====== Given data
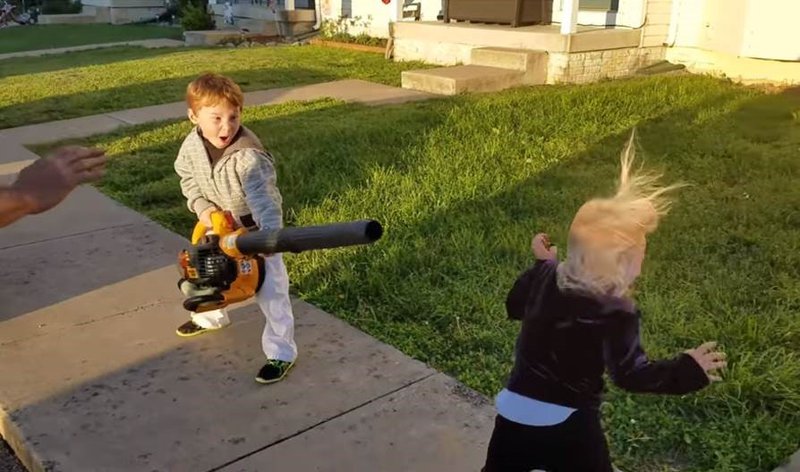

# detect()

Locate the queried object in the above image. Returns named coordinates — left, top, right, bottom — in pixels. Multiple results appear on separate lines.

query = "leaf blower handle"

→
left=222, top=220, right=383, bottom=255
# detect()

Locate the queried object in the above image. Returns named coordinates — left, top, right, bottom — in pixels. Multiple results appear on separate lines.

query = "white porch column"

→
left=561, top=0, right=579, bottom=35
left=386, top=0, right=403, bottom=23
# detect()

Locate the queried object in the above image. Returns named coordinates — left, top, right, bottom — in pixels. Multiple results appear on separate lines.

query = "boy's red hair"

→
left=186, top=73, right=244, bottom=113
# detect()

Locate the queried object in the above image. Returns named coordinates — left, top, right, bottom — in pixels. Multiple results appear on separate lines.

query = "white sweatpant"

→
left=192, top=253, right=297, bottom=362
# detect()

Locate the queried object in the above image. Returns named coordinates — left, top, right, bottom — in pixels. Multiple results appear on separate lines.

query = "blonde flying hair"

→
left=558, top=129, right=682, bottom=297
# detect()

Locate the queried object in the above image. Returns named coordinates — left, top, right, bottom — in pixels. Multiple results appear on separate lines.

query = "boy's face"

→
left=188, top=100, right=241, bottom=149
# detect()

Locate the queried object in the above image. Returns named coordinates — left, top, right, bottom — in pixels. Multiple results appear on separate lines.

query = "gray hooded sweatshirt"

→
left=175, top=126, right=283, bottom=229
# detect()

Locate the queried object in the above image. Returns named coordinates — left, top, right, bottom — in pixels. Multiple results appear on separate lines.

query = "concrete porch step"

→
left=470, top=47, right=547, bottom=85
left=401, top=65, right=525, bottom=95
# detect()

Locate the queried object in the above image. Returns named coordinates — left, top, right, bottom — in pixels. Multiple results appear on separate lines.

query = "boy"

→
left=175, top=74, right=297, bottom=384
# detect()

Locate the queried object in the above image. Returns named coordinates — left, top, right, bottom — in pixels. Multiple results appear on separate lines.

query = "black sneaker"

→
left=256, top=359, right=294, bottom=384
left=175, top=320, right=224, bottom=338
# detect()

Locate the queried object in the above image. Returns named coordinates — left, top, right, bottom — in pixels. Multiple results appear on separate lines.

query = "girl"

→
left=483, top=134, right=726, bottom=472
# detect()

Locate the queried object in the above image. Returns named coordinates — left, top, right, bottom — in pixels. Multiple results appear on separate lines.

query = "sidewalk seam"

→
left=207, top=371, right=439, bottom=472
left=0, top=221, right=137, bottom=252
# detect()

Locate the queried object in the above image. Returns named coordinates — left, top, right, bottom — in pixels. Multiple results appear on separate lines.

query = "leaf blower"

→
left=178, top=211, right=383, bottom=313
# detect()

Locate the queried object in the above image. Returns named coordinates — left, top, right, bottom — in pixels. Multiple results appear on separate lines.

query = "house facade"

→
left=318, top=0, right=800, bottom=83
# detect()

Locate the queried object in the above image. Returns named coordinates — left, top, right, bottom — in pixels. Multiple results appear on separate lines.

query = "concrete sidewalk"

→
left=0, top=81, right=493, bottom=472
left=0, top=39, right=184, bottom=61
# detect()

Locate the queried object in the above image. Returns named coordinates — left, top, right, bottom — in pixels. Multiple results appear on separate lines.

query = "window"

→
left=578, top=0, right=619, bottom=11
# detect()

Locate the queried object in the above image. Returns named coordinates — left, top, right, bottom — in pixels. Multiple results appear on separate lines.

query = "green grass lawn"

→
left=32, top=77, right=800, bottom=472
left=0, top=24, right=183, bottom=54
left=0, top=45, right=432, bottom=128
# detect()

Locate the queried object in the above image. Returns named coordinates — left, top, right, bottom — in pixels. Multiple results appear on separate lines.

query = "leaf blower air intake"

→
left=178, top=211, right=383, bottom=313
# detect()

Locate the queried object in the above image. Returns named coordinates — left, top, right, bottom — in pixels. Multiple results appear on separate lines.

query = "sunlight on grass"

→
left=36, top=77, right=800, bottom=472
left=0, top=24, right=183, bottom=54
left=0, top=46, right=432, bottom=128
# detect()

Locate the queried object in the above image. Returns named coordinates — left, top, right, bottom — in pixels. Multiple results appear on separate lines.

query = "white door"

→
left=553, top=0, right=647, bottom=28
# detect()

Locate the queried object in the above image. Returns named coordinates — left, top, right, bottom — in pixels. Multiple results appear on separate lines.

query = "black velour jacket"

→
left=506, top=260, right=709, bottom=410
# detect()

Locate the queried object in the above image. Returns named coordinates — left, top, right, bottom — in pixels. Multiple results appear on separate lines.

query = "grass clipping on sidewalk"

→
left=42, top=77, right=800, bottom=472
============
> _Description of the task_:
Rewrite all of the records above, changing every "Locate" to "Find" and leaving the rest as it is. Omit the pictures from your answer.

> _The answer_:
# detect()

Find the queried object in the above image. Returns named coordinates — left, top, right, bottom — in pixels. Multiple results appear on separate lines.

query = "leaf blower handle"

→
left=222, top=220, right=383, bottom=255
# detect()

Find the queried object in the above image. Returns named coordinates — left, top, right, bottom — in pixels. Multiple results appear on separate lines.

query = "white porch column"

→
left=561, top=0, right=579, bottom=35
left=386, top=0, right=403, bottom=23
# detect()

Find the queried object in the above image. Returns named coordinates — left, top, right, bottom — in pixels. Multiple results appear on separate lines.

query = "boy's red hair"

→
left=186, top=73, right=244, bottom=113
# detect()

Find the queried object in the above image. Returns named coordinates — left, top, right, bottom — in pixels. Multiple results appear on separate lines.

query = "white sweatpant"

→
left=192, top=253, right=297, bottom=362
# detect()

Find the queried object in the above image. Returns named coordinates — left, top, right, bottom — in pixels. Multiple results appear on separate lines.

query = "blonde flying hair"

→
left=558, top=129, right=682, bottom=297
# detect()

Find the queried object in the above image. Returns named coordinates — left, top, right, bottom — in pixels. Multiple results appear on separate lines.

query = "boy's face"

→
left=188, top=100, right=241, bottom=149
# detect()

Find the queried object in the above image. Returns named coordinates — left, top, right, bottom — in pixels. Multiple results appear on separate lines.

query = "gray hooded sweatshirt"

→
left=175, top=126, right=283, bottom=229
# detect()

Find the queried object in the above image. Returns named coordinates — left, top, right, bottom — in pixels. Multiple results appear on separate lines.

query = "concrete porch step"

→
left=470, top=47, right=547, bottom=85
left=401, top=65, right=525, bottom=95
# detect()

Find the queried object in the above image. Returns named coordinates — left, top, right, bottom — in pixels. Multiple results appear on separate lines.

query = "boy"

→
left=175, top=74, right=297, bottom=384
# detect()

Find the queried object in the above image. Returns named coordinates — left, top, right, bottom — in pixels. Multiple results appear on separate lines.

query = "black sneaker"

→
left=256, top=359, right=294, bottom=384
left=175, top=320, right=224, bottom=338
# detect()

Find the queried object in the above image. Returns named coordinates — left, top, right, bottom — in pixels. Multiple results appear on separate lines.

query = "girl"

→
left=483, top=134, right=726, bottom=472
# detect()

Find the queried object in the above image. Returns named coordinates — left, top, right, bottom — in pixels. Multiple results appear on separate lines.

query = "sidewalk seam"

→
left=207, top=371, right=439, bottom=472
left=0, top=221, right=137, bottom=252
# detect()

Find the queried object in the above image. Returns named coordinates — left, top, right, bottom — in pixels. Multiple results appear on separate lines.

query = "leaf blower"

→
left=178, top=211, right=383, bottom=313
# detect()

Find the queried object in the above image. Returns named coordinates — left, top, right, bottom — in pixels. Multiple results appear on separate lines.

query = "house facade"

→
left=318, top=0, right=800, bottom=83
# detect()

Find the queried object in the above image. Returns named coordinates — left, top, right, bottom — in pixels. Multiple results appear on separate lines.

query = "concrete sidewalk"

→
left=0, top=81, right=493, bottom=472
left=0, top=39, right=184, bottom=61
# detect()

Find the queried object in the above image. Returns named coordinates — left, top, right, bottom — in pixels. Multiple results appear on separate lines.

query = "window"

→
left=578, top=0, right=619, bottom=11
# detect()

Find the queried object in the above image. Returns named coordinates — left, top, right, bottom — in pixels. Multiple results appear on separate lines.

query = "green grass lawn"

→
left=32, top=77, right=800, bottom=472
left=0, top=24, right=183, bottom=54
left=0, top=45, right=432, bottom=128
# detect()

Find the queried object in the above image. Returns named coordinates — left, top, right, bottom — in pixels. Multiple results appear on separate lines.

query = "leaf blower air intake"

→
left=178, top=211, right=383, bottom=313
# detect()

Find the queried object in the above image. Returns named coordinates — left, top, right, bottom — in pixels. Multiple results appear on separate lines.

query = "sunlight on grass"

→
left=36, top=77, right=800, bottom=472
left=0, top=24, right=183, bottom=54
left=0, top=46, right=432, bottom=128
# detect()

Find the queried object in the above image. Returns named coordinates — left, top, right, bottom — in pixels. Multiple results appear on separate lines.

query = "white door"

→
left=553, top=0, right=647, bottom=28
# detect()

Find the queried object in the above image. Returns named coordinates — left, top, right, bottom — in pixels. Multiple results appear on separate lines.

query = "black velour jacket"

→
left=506, top=260, right=709, bottom=410
# detect()

Find the queried object in the above image. Returns named coordinates — left, top, right, bottom — in pixels. Multiple results appear on separate lines.

query = "grass clipping on sidewalk"

→
left=42, top=77, right=800, bottom=472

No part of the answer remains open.